__Your goal__
Nothing but the line holding "Task: locate the brown" and the lines after it, through the end of the records, should be set down, each exactly as it is.

+ + + + + + +

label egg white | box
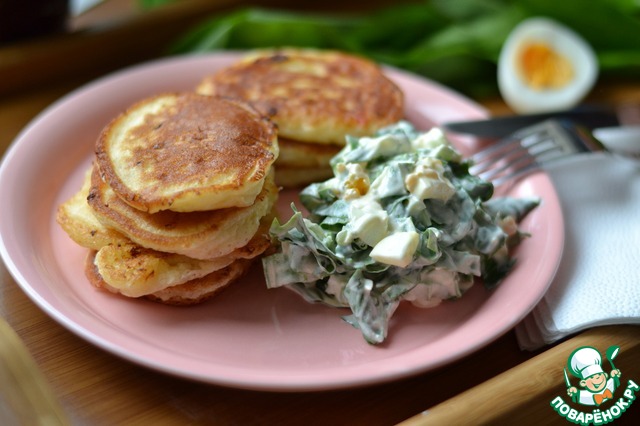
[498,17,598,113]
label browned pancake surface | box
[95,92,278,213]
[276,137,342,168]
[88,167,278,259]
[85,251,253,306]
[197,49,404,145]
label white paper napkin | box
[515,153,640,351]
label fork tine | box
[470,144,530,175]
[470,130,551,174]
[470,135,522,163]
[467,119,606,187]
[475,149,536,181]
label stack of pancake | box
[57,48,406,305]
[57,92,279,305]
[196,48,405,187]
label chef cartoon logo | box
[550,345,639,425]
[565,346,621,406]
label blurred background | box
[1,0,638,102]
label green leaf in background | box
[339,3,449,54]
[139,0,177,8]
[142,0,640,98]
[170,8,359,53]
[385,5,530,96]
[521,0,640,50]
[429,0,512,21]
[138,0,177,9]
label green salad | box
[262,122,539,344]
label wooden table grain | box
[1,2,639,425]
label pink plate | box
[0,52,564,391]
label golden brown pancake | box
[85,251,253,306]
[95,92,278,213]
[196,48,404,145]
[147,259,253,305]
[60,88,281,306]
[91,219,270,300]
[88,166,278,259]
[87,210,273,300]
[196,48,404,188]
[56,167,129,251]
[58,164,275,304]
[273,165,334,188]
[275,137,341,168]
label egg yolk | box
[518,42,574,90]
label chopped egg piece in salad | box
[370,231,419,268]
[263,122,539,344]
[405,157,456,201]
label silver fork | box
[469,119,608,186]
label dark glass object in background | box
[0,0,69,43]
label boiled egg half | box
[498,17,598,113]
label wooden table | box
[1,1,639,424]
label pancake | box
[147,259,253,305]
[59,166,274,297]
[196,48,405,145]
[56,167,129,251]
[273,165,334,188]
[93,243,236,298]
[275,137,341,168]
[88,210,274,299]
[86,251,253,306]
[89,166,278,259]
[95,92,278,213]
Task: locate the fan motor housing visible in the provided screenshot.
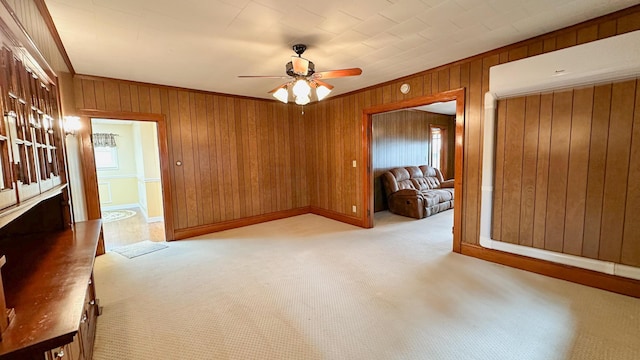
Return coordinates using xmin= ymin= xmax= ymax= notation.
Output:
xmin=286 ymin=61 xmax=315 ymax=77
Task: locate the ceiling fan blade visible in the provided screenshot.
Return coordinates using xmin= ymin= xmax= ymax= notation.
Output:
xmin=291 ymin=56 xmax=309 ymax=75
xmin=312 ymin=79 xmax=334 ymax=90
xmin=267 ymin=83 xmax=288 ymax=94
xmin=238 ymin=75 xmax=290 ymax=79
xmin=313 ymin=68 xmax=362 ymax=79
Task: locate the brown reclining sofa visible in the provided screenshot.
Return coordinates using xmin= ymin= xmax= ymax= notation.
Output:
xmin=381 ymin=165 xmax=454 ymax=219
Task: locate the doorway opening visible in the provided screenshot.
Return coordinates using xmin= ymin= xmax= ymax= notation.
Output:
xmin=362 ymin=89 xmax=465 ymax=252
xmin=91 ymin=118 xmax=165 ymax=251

+ + + + + + +

__Output__
Task: locate the brown reclining sofa visible in the provided screenshot.
Return coordinates using xmin= ymin= xmax= ymax= notation.
Output:
xmin=381 ymin=165 xmax=454 ymax=219
Task: locate the doorway opening visible in the provided screenshot.
Return coordinates using xmin= ymin= xmax= ymax= notation.
Output:
xmin=362 ymin=89 xmax=465 ymax=252
xmin=91 ymin=118 xmax=165 ymax=251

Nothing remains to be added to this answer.